** Required action **
Return the data below in full, matching every line exactly.

[Records drawn from a dataset]
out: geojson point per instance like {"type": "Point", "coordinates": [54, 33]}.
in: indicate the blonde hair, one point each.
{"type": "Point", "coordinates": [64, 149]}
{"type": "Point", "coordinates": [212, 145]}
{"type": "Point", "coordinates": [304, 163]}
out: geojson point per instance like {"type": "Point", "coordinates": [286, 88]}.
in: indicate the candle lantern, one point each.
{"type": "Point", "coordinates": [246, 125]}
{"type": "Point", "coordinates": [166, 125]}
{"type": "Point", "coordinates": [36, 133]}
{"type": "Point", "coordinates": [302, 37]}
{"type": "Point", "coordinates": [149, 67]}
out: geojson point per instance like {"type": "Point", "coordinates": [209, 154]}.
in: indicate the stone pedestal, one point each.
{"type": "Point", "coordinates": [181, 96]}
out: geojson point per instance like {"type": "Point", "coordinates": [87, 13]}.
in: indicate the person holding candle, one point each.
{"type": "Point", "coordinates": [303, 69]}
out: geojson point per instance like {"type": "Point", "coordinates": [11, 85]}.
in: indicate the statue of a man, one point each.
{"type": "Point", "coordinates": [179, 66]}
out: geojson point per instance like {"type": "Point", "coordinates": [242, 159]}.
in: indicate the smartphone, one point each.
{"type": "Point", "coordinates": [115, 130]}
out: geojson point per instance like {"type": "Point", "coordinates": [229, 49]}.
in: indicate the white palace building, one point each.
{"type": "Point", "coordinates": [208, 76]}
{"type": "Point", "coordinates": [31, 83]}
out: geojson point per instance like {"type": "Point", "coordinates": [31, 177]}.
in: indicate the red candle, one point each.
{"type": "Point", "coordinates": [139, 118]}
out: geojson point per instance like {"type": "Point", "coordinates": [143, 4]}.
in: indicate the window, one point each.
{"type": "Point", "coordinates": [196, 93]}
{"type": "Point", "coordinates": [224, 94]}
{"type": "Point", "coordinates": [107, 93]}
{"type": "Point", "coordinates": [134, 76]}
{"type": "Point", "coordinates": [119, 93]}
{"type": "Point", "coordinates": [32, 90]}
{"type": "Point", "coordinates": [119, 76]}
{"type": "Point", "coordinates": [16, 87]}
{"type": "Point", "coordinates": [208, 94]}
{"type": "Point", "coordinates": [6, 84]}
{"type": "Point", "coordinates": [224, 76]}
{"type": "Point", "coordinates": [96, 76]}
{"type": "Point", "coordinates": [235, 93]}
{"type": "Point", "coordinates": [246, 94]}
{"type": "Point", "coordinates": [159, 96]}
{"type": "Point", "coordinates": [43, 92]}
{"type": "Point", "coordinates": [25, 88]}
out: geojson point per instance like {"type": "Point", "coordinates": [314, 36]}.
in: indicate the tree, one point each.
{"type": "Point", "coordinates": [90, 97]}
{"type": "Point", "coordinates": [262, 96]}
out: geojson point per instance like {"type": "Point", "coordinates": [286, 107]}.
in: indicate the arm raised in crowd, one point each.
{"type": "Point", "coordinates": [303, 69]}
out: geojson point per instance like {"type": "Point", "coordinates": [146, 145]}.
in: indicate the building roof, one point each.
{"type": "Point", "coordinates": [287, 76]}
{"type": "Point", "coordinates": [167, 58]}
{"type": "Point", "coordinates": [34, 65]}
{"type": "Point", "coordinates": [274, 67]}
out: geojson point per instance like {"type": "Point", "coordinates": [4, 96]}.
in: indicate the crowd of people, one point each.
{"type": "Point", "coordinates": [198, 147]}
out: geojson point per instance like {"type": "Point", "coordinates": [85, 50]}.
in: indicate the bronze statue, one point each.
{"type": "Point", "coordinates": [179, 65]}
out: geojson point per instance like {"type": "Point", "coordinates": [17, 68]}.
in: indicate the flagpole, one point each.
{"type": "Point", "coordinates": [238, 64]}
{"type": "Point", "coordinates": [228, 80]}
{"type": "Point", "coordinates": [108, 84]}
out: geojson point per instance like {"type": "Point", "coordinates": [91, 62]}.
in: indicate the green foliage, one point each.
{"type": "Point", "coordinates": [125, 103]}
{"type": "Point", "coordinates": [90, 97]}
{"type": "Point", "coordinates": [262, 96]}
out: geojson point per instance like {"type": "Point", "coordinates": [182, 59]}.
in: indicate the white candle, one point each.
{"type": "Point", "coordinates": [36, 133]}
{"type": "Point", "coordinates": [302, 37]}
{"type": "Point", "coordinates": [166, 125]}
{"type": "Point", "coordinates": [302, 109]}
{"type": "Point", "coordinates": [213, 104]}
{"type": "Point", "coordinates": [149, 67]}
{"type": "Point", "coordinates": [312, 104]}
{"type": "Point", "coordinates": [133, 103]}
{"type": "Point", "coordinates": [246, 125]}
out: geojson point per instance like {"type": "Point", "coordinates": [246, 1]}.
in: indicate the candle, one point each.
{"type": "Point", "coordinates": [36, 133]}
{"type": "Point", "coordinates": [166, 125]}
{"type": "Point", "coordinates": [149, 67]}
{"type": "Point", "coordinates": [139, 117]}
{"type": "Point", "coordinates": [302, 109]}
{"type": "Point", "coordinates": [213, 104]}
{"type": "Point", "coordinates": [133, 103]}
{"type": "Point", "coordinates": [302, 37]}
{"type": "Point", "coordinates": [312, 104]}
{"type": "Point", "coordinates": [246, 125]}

** Result below **
out: geojson point per instance like {"type": "Point", "coordinates": [54, 33]}.
in: indicate the blonde hair, one point each.
{"type": "Point", "coordinates": [64, 149]}
{"type": "Point", "coordinates": [212, 145]}
{"type": "Point", "coordinates": [304, 163]}
out: geojson point per instance like {"type": "Point", "coordinates": [286, 88]}.
in: indicate the candle lantern, one point each.
{"type": "Point", "coordinates": [246, 125]}
{"type": "Point", "coordinates": [166, 125]}
{"type": "Point", "coordinates": [36, 133]}
{"type": "Point", "coordinates": [302, 37]}
{"type": "Point", "coordinates": [149, 67]}
out: geojson point per instance like {"type": "Point", "coordinates": [209, 154]}.
in: indicate the stone pedestal, one point each.
{"type": "Point", "coordinates": [181, 96]}
out: geojson point per instance like {"type": "Point", "coordinates": [87, 13]}.
in: indicate the person holding candle, one point each.
{"type": "Point", "coordinates": [303, 69]}
out: geojson point per instance like {"type": "Point", "coordinates": [11, 85]}.
in: indicate the statue of a man, one point each.
{"type": "Point", "coordinates": [179, 66]}
out: geojson point per instance like {"type": "Point", "coordinates": [242, 159]}.
in: indicate the smartphone, one point each.
{"type": "Point", "coordinates": [115, 130]}
out: geojson point per instance like {"type": "Point", "coordinates": [229, 49]}.
in: indicate the white palace building, one point each.
{"type": "Point", "coordinates": [208, 76]}
{"type": "Point", "coordinates": [31, 83]}
out: geojson point per instance like {"type": "Point", "coordinates": [31, 177]}.
in: indicate the red candle, one point each.
{"type": "Point", "coordinates": [139, 118]}
out: geojson point per instance like {"type": "Point", "coordinates": [143, 4]}.
in: indicate the window, one point each.
{"type": "Point", "coordinates": [196, 93]}
{"type": "Point", "coordinates": [224, 94]}
{"type": "Point", "coordinates": [107, 93]}
{"type": "Point", "coordinates": [134, 76]}
{"type": "Point", "coordinates": [119, 93]}
{"type": "Point", "coordinates": [32, 90]}
{"type": "Point", "coordinates": [119, 76]}
{"type": "Point", "coordinates": [16, 87]}
{"type": "Point", "coordinates": [208, 94]}
{"type": "Point", "coordinates": [6, 84]}
{"type": "Point", "coordinates": [224, 76]}
{"type": "Point", "coordinates": [96, 76]}
{"type": "Point", "coordinates": [235, 93]}
{"type": "Point", "coordinates": [246, 94]}
{"type": "Point", "coordinates": [159, 96]}
{"type": "Point", "coordinates": [43, 92]}
{"type": "Point", "coordinates": [25, 88]}
out: geojson point per instance like {"type": "Point", "coordinates": [314, 36]}.
in: indicate the tree, one point each.
{"type": "Point", "coordinates": [90, 97]}
{"type": "Point", "coordinates": [262, 96]}
out: geojson point per instance like {"type": "Point", "coordinates": [286, 107]}.
in: indicate the arm raised in crowd, one point each.
{"type": "Point", "coordinates": [303, 69]}
out: geojson point per instance like {"type": "Point", "coordinates": [146, 145]}.
in: indicate the building roof, one point each.
{"type": "Point", "coordinates": [287, 76]}
{"type": "Point", "coordinates": [167, 58]}
{"type": "Point", "coordinates": [34, 65]}
{"type": "Point", "coordinates": [274, 67]}
out: geojson point per instance like {"type": "Point", "coordinates": [4, 96]}.
in: indicate the crowd of people, one point each.
{"type": "Point", "coordinates": [198, 147]}
out: geojson point per instance like {"type": "Point", "coordinates": [85, 50]}.
in: indicate the bronze statue, one point each.
{"type": "Point", "coordinates": [179, 65]}
out: geojson point per instance like {"type": "Point", "coordinates": [17, 68]}.
in: indicate the flagpole, one point each.
{"type": "Point", "coordinates": [238, 64]}
{"type": "Point", "coordinates": [228, 80]}
{"type": "Point", "coordinates": [108, 84]}
out: geojson point per instance like {"type": "Point", "coordinates": [91, 62]}.
in: indicate the green foliage, one point each.
{"type": "Point", "coordinates": [125, 103]}
{"type": "Point", "coordinates": [90, 97]}
{"type": "Point", "coordinates": [262, 96]}
out: geojson point per instance like {"type": "Point", "coordinates": [182, 59]}.
in: indicate the white candle, one point each.
{"type": "Point", "coordinates": [36, 133]}
{"type": "Point", "coordinates": [302, 37]}
{"type": "Point", "coordinates": [166, 125]}
{"type": "Point", "coordinates": [302, 109]}
{"type": "Point", "coordinates": [213, 104]}
{"type": "Point", "coordinates": [149, 67]}
{"type": "Point", "coordinates": [312, 104]}
{"type": "Point", "coordinates": [133, 103]}
{"type": "Point", "coordinates": [246, 125]}
out: geojson point per instance like {"type": "Point", "coordinates": [246, 1]}.
in: indicate the candle, one point each.
{"type": "Point", "coordinates": [36, 133]}
{"type": "Point", "coordinates": [166, 125]}
{"type": "Point", "coordinates": [149, 67]}
{"type": "Point", "coordinates": [139, 117]}
{"type": "Point", "coordinates": [302, 109]}
{"type": "Point", "coordinates": [213, 104]}
{"type": "Point", "coordinates": [133, 103]}
{"type": "Point", "coordinates": [302, 37]}
{"type": "Point", "coordinates": [312, 104]}
{"type": "Point", "coordinates": [246, 125]}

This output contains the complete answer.